• WHAT THIS TASK INVOLVES
Print each line exactly as it is given.

• INFORMATION SHOWN
++++++++++

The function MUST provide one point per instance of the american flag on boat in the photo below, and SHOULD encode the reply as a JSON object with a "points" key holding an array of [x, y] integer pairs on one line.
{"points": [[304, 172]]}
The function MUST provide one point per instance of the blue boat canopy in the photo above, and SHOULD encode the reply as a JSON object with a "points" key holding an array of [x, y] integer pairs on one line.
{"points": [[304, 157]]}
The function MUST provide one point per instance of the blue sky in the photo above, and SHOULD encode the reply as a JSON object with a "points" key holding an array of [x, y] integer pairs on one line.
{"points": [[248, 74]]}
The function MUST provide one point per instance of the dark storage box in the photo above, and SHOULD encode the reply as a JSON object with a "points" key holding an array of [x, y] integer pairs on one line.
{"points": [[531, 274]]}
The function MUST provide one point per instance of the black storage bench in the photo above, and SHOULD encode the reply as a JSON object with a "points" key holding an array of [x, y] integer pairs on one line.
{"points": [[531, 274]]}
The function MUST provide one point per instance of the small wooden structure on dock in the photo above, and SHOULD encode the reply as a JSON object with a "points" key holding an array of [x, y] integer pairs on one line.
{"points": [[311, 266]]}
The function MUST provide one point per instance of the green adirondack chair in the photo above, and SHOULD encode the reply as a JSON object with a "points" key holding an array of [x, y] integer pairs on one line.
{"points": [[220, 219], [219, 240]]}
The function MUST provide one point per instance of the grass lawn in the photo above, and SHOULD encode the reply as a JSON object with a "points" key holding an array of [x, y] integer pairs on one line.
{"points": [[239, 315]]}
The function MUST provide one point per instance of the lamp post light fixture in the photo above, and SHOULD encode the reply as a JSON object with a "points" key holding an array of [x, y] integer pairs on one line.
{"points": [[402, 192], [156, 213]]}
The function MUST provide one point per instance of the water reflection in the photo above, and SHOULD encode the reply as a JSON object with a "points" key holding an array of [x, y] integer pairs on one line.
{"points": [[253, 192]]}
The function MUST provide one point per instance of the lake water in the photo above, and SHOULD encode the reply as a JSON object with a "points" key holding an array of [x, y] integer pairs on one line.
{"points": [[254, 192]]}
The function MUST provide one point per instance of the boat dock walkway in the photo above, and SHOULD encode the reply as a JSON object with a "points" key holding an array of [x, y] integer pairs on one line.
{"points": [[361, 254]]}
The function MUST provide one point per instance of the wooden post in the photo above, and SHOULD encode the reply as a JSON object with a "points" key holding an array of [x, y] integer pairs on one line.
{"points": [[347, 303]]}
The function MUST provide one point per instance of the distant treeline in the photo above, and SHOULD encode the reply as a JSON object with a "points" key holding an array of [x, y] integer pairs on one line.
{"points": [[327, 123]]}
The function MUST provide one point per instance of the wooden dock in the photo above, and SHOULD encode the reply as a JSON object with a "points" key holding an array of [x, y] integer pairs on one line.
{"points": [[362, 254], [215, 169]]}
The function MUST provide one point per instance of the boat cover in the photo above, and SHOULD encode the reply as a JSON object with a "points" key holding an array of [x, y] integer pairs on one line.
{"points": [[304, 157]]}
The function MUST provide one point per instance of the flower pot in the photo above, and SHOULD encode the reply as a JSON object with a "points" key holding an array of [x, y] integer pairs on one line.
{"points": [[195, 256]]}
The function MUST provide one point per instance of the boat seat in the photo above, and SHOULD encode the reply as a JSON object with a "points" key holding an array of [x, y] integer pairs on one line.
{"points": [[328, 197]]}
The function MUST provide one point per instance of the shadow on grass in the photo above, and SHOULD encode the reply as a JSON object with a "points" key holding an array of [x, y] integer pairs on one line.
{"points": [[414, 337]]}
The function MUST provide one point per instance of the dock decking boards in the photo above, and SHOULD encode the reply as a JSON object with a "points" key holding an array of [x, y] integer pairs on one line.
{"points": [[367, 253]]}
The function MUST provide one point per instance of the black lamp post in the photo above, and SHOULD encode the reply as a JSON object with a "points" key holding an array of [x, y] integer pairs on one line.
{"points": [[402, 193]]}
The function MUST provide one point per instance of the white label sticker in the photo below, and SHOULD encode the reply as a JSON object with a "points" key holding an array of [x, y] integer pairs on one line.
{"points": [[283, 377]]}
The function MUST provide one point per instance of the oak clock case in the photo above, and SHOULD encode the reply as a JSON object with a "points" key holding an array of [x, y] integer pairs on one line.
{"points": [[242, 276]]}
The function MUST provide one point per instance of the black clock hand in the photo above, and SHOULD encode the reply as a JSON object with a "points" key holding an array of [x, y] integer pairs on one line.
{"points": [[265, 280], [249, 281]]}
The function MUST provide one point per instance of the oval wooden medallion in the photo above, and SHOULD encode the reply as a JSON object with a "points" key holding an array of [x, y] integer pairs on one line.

++++++++++

• CORRECT OUTPUT
The function MUST provide one point per instance of the american flag on boat in the photo below, and SHOULD encode the reply as a JSON object with a "points" key holding an array of [x, y] integer pairs on one line.
{"points": [[304, 172]]}
The function MUST provide one point per instance of the blue boat canopy in the photo above, and SHOULD encode the reply as a JSON object with a "points" key holding an array of [x, y] integer pairs on one line.
{"points": [[304, 157]]}
The function MUST provide one point per instance of the blue sky in the photo above, and SHOULD encode the reply as a JSON object with a "points" key holding an array of [x, y] integer pairs on one line.
{"points": [[248, 74]]}
The function MUST provide one point per instance of the dark storage box in the photo above, and SHOULD encode the reply as a JSON object with a "points" key holding an array of [x, y] integer pairs on one line.
{"points": [[531, 274]]}
The function MUST provide one point per instance of the black storage bench in the photo above, and SHOULD encode the reply as a JSON object with a "points" key holding an array of [x, y] integer pairs on one line.
{"points": [[531, 274]]}
The function MUST provide one point per instance of the small wooden structure on dock in the photo above, and SHOULD encode the reply as a JSON object with a "points" key holding an array of [x, y] integer pairs on one line.
{"points": [[311, 266]]}
The function MUST provide one point per instance of the green adirondack chair in the photo above, and SHOULD encode the reply as a JSON object with a "points" key holding an array of [x, y] integer pairs on one line.
{"points": [[220, 219], [219, 240]]}
The function MUST provide one point per instance of the grass lawn in the photo above, and SHOULD encode the reply as a JSON object with a "points" key holding an array of [x, y] integer pairs on one line.
{"points": [[239, 315]]}
The function MUST provide one point per instance of the lamp post light fixture in the photo above, and SHOULD encode the reply as a JSON object with a "points" key holding an array of [x, y] integer pairs on one line.
{"points": [[402, 192], [156, 213]]}
The function MUST provide one point per instance of the water reflection in the photo above, and SHOULD encode the reply as a JSON object with a "points" key holding an array of [x, y] integer pairs on one line.
{"points": [[253, 192]]}
The function MUST provide one point per instance of the lake water in the photo above, and SHOULD encode the reply as a JSON object with a "points" key holding an array of [x, y] integer pairs on one line.
{"points": [[254, 192]]}
The function MUST provide one point per instance of the boat dock walkway in the photo above, and SHOULD encode the reply as a JSON object with a "points" key holding an array of [x, y] integer pairs on one line.
{"points": [[361, 254]]}
The function MUST provide one point per instance of the wooden post in the photo above, and SHOULD encode the reply as a JSON object with a "points" key holding an array of [x, y] integer pairs on one line.
{"points": [[347, 303]]}
The function MUST provide one point per instance of the distant treeline in the photo above, and SHOULD encode the reply as a JSON object with a "points" key holding an array of [x, y] integer pairs on one line.
{"points": [[327, 123]]}
The function MUST provide one point per instance of the wooden dock in the photo above, and SHOULD encode the reply as a JSON object with a "points" key holding an array of [x, y] integer pairs on one line.
{"points": [[362, 254], [215, 169]]}
The function MUST provide one point per instance of the boat cover in the photo above, and SHOULD encode the reply as a JSON object with a "points" key holding an array of [x, y] integer pairs on one line.
{"points": [[304, 157]]}
The function MUST provide one point per instance of the flower pot in the photo above, and SHOULD encode the reply as a JSON object with a "points" key holding an array of [x, y] integer pairs on one line.
{"points": [[195, 256]]}
The function MUST provide one point per instance of the boat seat in the photo above, and SHOULD encode the reply as a JSON object with a "points" key holding an array of [x, y] integer pairs on one line.
{"points": [[328, 197]]}
The function MUST provide one point per instance of the shadow on grass in the photo above, and SHOULD encode the reply as a JSON object with a "points" key holding an array of [x, y] integer pairs on one line.
{"points": [[414, 337]]}
The function MUST provide one point per instance of the dock decking boards in the photo above, and SHOULD encode the reply as a JSON object with a "points" key holding an array of [x, y] integer pairs on one line.
{"points": [[367, 253]]}
The function MUST provide one point per instance of the black lamp post in the photo above, and SHOULD encode the reply as a JSON object with a "points" key holding an array of [x, y] integer pairs on one line.
{"points": [[402, 193]]}
The function MUST provide one point per instance of the white label sticker in the photo below, and SHOULD encode the reply as a JSON object with a "points" key holding an array of [x, y] integer pairs on one line.
{"points": [[283, 377]]}
The function MUST provide one point per instance of the oak clock case in the photo above, and SHOULD encode the reply as a JSON object with a "points" key holding an array of [x, y] integer pairs on one line.
{"points": [[242, 276]]}
The function MUST provide one point per instance of the black clock hand in the photo above, and SHOULD encode the reply as a JSON object with a "points" key holding an array of [x, y] integer pairs on one line.
{"points": [[265, 280], [249, 281]]}
The function MUST provide one point per instance of the oval wooden medallion in the photo above, and SHOULD encode the reply as a JSON object with a "points" key holding an array of [x, y] integer pairs on one line.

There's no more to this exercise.